=== Section Start ===

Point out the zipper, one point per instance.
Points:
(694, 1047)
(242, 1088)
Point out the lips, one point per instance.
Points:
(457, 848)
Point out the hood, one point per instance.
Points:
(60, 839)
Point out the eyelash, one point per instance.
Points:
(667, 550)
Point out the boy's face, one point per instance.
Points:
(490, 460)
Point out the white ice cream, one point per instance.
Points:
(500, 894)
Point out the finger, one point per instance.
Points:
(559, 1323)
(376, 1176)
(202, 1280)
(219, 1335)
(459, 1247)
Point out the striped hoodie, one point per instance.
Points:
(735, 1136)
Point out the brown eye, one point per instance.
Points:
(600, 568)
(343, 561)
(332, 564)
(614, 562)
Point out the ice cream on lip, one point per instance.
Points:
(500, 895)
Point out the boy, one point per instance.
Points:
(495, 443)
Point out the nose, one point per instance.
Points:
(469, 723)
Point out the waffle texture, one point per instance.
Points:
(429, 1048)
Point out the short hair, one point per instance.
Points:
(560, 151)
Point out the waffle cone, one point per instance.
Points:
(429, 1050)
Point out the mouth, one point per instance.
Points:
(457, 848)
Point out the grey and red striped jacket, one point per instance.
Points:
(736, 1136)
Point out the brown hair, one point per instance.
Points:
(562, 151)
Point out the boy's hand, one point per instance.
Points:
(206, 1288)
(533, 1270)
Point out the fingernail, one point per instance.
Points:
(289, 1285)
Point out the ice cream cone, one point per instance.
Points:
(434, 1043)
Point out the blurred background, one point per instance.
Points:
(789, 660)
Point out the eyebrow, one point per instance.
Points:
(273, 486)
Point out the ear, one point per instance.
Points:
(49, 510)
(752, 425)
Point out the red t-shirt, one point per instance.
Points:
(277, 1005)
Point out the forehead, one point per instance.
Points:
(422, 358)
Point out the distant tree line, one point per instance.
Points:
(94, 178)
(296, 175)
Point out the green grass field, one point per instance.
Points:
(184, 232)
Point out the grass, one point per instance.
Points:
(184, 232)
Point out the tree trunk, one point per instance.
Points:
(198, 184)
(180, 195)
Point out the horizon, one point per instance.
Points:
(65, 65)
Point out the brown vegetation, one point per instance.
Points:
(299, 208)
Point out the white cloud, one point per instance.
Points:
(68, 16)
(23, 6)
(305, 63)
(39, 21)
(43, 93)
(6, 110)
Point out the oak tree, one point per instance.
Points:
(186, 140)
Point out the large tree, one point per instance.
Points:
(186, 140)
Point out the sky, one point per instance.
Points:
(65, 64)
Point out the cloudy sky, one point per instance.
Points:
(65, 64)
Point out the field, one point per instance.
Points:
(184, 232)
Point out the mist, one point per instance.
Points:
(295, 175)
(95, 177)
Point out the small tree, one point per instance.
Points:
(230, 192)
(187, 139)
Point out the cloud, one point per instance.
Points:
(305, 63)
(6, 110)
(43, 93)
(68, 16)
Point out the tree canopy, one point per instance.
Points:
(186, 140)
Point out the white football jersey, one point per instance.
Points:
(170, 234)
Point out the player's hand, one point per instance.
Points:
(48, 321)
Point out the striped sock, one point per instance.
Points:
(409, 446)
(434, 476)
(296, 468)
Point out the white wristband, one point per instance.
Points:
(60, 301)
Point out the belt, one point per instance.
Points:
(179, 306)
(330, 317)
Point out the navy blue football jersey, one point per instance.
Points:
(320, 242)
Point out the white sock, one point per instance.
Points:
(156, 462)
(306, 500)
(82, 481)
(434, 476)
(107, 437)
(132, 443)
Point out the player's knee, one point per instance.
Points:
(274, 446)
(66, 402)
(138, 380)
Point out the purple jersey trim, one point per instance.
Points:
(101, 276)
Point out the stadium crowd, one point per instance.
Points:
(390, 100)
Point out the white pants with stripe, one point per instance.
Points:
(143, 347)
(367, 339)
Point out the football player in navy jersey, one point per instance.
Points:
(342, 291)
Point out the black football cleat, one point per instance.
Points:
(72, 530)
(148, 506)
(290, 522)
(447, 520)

=== Section End ===

About this exercise: Nothing but the lines from the one containing "Point out the player's knee, one" through the final line of the listing above belongs in the answer; set them down exactly.

Task output:
Point out the player's knee, one point per instance.
Points:
(274, 446)
(66, 402)
(138, 380)
Point out the purple jersey trim, one point per instance.
Points:
(101, 276)
Point out the stadium crowd, one point per instance.
Points:
(390, 100)
Point out the white pants with stripe, one point per instance.
Points:
(143, 347)
(367, 339)
Point out the football player in navy jersey, one point per instance.
Points:
(342, 291)
Point out the black football cleat, one point per instance.
Points:
(72, 530)
(148, 506)
(290, 522)
(447, 520)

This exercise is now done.